• **Stored data**:
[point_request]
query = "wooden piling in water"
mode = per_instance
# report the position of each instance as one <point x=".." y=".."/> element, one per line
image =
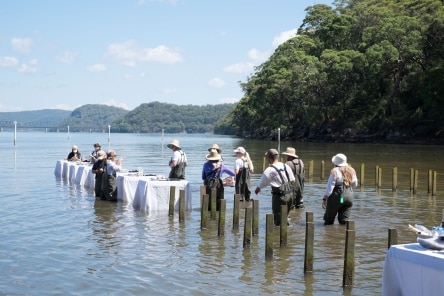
<point x="310" y="169"/>
<point x="213" y="200"/>
<point x="394" y="179"/>
<point x="204" y="212"/>
<point x="269" y="224"/>
<point x="309" y="242"/>
<point x="283" y="228"/>
<point x="236" y="211"/>
<point x="392" y="237"/>
<point x="247" y="228"/>
<point x="415" y="182"/>
<point x="172" y="200"/>
<point x="322" y="170"/>
<point x="222" y="212"/>
<point x="361" y="179"/>
<point x="435" y="176"/>
<point x="181" y="205"/>
<point x="349" y="258"/>
<point x="255" y="217"/>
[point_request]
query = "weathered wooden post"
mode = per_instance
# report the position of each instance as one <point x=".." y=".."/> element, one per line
<point x="269" y="224"/>
<point x="203" y="191"/>
<point x="236" y="211"/>
<point x="394" y="179"/>
<point x="379" y="177"/>
<point x="392" y="237"/>
<point x="283" y="228"/>
<point x="204" y="212"/>
<point x="255" y="217"/>
<point x="322" y="170"/>
<point x="310" y="169"/>
<point x="247" y="228"/>
<point x="172" y="200"/>
<point x="349" y="258"/>
<point x="376" y="175"/>
<point x="361" y="179"/>
<point x="222" y="211"/>
<point x="181" y="205"/>
<point x="435" y="176"/>
<point x="415" y="182"/>
<point x="309" y="242"/>
<point x="213" y="200"/>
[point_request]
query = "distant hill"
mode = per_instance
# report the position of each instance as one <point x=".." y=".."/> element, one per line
<point x="92" y="118"/>
<point x="155" y="117"/>
<point x="147" y="118"/>
<point x="38" y="118"/>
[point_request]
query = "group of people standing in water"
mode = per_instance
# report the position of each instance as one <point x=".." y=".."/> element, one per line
<point x="337" y="199"/>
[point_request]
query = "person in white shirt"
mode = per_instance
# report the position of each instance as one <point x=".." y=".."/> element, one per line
<point x="271" y="177"/>
<point x="178" y="161"/>
<point x="243" y="167"/>
<point x="338" y="196"/>
<point x="113" y="165"/>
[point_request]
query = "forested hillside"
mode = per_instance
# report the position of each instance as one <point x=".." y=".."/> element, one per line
<point x="155" y="117"/>
<point x="365" y="69"/>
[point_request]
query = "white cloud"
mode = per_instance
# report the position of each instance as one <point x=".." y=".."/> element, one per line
<point x="8" y="61"/>
<point x="256" y="55"/>
<point x="31" y="67"/>
<point x="284" y="36"/>
<point x="169" y="91"/>
<point x="229" y="100"/>
<point x="129" y="55"/>
<point x="96" y="68"/>
<point x="67" y="57"/>
<point x="21" y="45"/>
<point x="216" y="82"/>
<point x="239" y="68"/>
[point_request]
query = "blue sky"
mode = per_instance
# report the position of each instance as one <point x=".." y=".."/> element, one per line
<point x="64" y="54"/>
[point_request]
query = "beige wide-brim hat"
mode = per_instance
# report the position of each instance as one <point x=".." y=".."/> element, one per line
<point x="215" y="147"/>
<point x="101" y="154"/>
<point x="290" y="152"/>
<point x="175" y="143"/>
<point x="339" y="160"/>
<point x="213" y="156"/>
<point x="240" y="150"/>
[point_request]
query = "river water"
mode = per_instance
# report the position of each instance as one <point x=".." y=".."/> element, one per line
<point x="55" y="239"/>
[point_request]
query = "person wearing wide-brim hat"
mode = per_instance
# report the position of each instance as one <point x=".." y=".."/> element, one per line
<point x="243" y="167"/>
<point x="212" y="172"/>
<point x="75" y="154"/>
<point x="297" y="166"/>
<point x="98" y="169"/>
<point x="97" y="148"/>
<point x="178" y="161"/>
<point x="338" y="196"/>
<point x="271" y="177"/>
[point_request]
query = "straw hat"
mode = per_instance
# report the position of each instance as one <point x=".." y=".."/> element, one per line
<point x="271" y="152"/>
<point x="215" y="147"/>
<point x="240" y="150"/>
<point x="339" y="160"/>
<point x="175" y="143"/>
<point x="213" y="156"/>
<point x="101" y="154"/>
<point x="290" y="152"/>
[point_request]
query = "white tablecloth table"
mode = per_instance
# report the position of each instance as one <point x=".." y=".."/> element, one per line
<point x="413" y="270"/>
<point x="75" y="172"/>
<point x="127" y="185"/>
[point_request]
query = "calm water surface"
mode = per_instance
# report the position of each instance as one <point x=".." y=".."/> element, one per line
<point x="55" y="239"/>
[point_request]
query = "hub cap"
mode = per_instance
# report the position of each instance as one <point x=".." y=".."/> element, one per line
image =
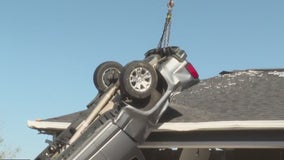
<point x="140" y="79"/>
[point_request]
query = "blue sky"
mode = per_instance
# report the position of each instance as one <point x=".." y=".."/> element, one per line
<point x="49" y="49"/>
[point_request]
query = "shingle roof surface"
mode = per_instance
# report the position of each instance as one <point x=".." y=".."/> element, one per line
<point x="237" y="95"/>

• **What to do**: Above are records with pictures; repeat the records exactly and leave the pictures out.

• **Written answer**:
[point_request]
query = "wooden piling in water"
mode = per_instance
# report the position of each instance as one <point x=".." y=".."/> element, one per line
image =
<point x="310" y="169"/>
<point x="213" y="200"/>
<point x="394" y="179"/>
<point x="204" y="212"/>
<point x="269" y="224"/>
<point x="309" y="242"/>
<point x="283" y="228"/>
<point x="236" y="211"/>
<point x="392" y="237"/>
<point x="247" y="228"/>
<point x="415" y="182"/>
<point x="172" y="200"/>
<point x="322" y="170"/>
<point x="222" y="212"/>
<point x="361" y="179"/>
<point x="435" y="176"/>
<point x="181" y="205"/>
<point x="349" y="258"/>
<point x="255" y="217"/>
[point_request]
query = "weathered wooden post"
mode = per_instance
# report the position of each instance as one <point x=".." y=".."/> element, one per line
<point x="269" y="224"/>
<point x="203" y="191"/>
<point x="236" y="211"/>
<point x="394" y="179"/>
<point x="379" y="177"/>
<point x="392" y="237"/>
<point x="283" y="228"/>
<point x="204" y="212"/>
<point x="255" y="217"/>
<point x="322" y="170"/>
<point x="310" y="169"/>
<point x="247" y="228"/>
<point x="172" y="200"/>
<point x="349" y="258"/>
<point x="376" y="175"/>
<point x="361" y="179"/>
<point x="222" y="211"/>
<point x="181" y="205"/>
<point x="435" y="176"/>
<point x="415" y="182"/>
<point x="309" y="242"/>
<point x="213" y="200"/>
[point_request]
query = "distant hill"
mode = per_instance
# report the position of each instance as one <point x=".." y=".."/> element, one per line
<point x="92" y="118"/>
<point x="155" y="117"/>
<point x="147" y="118"/>
<point x="38" y="118"/>
[point_request]
query = "group of people standing in water"
mode = per_instance
# report the position of each instance as one <point x=".." y=".."/> element, one per line
<point x="337" y="199"/>
[point_request]
query = "person in white shirt"
mode = per_instance
# report the position of each instance as one <point x=".." y=".."/> element, one per line
<point x="271" y="177"/>
<point x="178" y="161"/>
<point x="243" y="167"/>
<point x="338" y="196"/>
<point x="113" y="165"/>
[point_request]
query = "forested hillside"
mode = per_instance
# report the position of each instance as one <point x=".." y=".."/> element, one per line
<point x="155" y="117"/>
<point x="365" y="69"/>
[point_request]
query = "white cloud"
mode = per_instance
# report the position of each instance as one <point x=".." y=".."/> element, one per line
<point x="8" y="61"/>
<point x="256" y="55"/>
<point x="31" y="67"/>
<point x="284" y="36"/>
<point x="169" y="91"/>
<point x="229" y="100"/>
<point x="129" y="55"/>
<point x="96" y="68"/>
<point x="67" y="57"/>
<point x="21" y="45"/>
<point x="216" y="82"/>
<point x="239" y="68"/>
[point_request]
query = "blue sky"
mode = per_instance
# report the position of each instance as one <point x=".." y=".."/> element, one per line
<point x="64" y="54"/>
[point_request]
query = "beige wide-brim hat"
mode = per_instance
# report the position of each instance as one <point x=".." y=".."/> element, one per line
<point x="215" y="147"/>
<point x="101" y="154"/>
<point x="290" y="152"/>
<point x="175" y="143"/>
<point x="339" y="160"/>
<point x="213" y="156"/>
<point x="240" y="150"/>
[point_request]
query = "river water"
mode = per_instance
# report the position of each instance as one <point x=".." y=".."/> element, one per line
<point x="55" y="239"/>
[point_request]
query = "person wearing wide-brim hat"
mode = per_instance
# report the position of each instance as one <point x=".." y=".."/> element, one per line
<point x="243" y="167"/>
<point x="212" y="172"/>
<point x="75" y="154"/>
<point x="297" y="166"/>
<point x="98" y="169"/>
<point x="97" y="148"/>
<point x="178" y="161"/>
<point x="338" y="196"/>
<point x="271" y="177"/>
[point_request]
query = "straw hat"
mode = per_instance
# report the position of each instance as one <point x=".." y=".."/> element, one per line
<point x="271" y="152"/>
<point x="215" y="147"/>
<point x="240" y="150"/>
<point x="339" y="160"/>
<point x="175" y="143"/>
<point x="213" y="156"/>
<point x="101" y="154"/>
<point x="290" y="152"/>
[point_request]
query = "white tablecloth table"
mode = per_instance
# report the position of each instance as one <point x=".." y=".."/> element, one per line
<point x="413" y="270"/>
<point x="75" y="172"/>
<point x="127" y="185"/>
[point_request]
query = "calm water surface"
mode = per_instance
# report the position of each instance as one <point x=".." y=".."/> element, one per line
<point x="55" y="239"/>
[point_request]
query = "hub cap"
mode = per_instance
# report the position of each instance as one <point x=".." y=".."/> element, one per line
image =
<point x="140" y="79"/>
[point_request]
query = "blue sky"
mode = per_instance
# report the position of each instance as one <point x=".." y=".."/> element, one per line
<point x="49" y="49"/>
[point_request]
query = "shingle roof surface"
mode = per_instance
# report the position of each instance as one <point x=".." y=".."/> element, one per line
<point x="237" y="95"/>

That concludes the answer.